Task prompt:
Write out each record below, word for word.

Data listing:

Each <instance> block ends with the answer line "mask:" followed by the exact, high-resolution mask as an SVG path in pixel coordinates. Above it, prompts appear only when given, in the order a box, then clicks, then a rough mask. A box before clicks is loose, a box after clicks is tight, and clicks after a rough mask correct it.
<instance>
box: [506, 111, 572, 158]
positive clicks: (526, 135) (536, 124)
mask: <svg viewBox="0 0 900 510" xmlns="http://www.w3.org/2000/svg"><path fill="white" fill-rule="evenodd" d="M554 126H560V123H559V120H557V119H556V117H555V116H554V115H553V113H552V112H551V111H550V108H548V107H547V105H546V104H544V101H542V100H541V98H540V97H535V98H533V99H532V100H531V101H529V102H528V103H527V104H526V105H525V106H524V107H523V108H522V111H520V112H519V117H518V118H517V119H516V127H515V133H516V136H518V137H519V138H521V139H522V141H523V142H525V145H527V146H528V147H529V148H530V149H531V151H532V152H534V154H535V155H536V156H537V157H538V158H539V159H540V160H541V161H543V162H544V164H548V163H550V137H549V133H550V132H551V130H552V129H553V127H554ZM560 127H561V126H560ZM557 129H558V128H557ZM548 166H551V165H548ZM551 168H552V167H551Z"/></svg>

Task response:
Each <instance> block ends with the answer line "mask:" followed by the exact, high-resolution mask as an SVG path in pixel coordinates. Above it, prompts appear only when given, in the order a box, then clicks, then a rough mask. A box before clicks is loose, a box after clicks is tight, and clicks after a rough mask correct it.
<instance>
box: [506, 111, 572, 158]
positive clicks: (526, 135) (536, 124)
mask: <svg viewBox="0 0 900 510" xmlns="http://www.w3.org/2000/svg"><path fill="white" fill-rule="evenodd" d="M554 126H560V123H559V120H557V119H556V117H555V116H554V115H553V113H552V112H551V111H550V108H548V107H547V105H546V104H544V101H542V100H541V98H540V97H535V98H533V99H532V100H531V101H529V102H528V103H527V104H526V105H525V106H524V107H523V108H522V111H520V112H519V117H518V118H517V119H516V127H515V133H516V136H518V137H519V138H521V139H522V141H523V142H525V145H527V146H528V147H529V148H530V149H531V151H532V152H534V154H535V155H536V156H537V157H538V158H539V159H540V160H541V161H543V162H544V164H548V163H550V137H549V133H550V132H551V130H552V129H553V127H554ZM560 127H561V126H560ZM557 129H558V128H557ZM548 166H551V165H548ZM551 168H552V167H551Z"/></svg>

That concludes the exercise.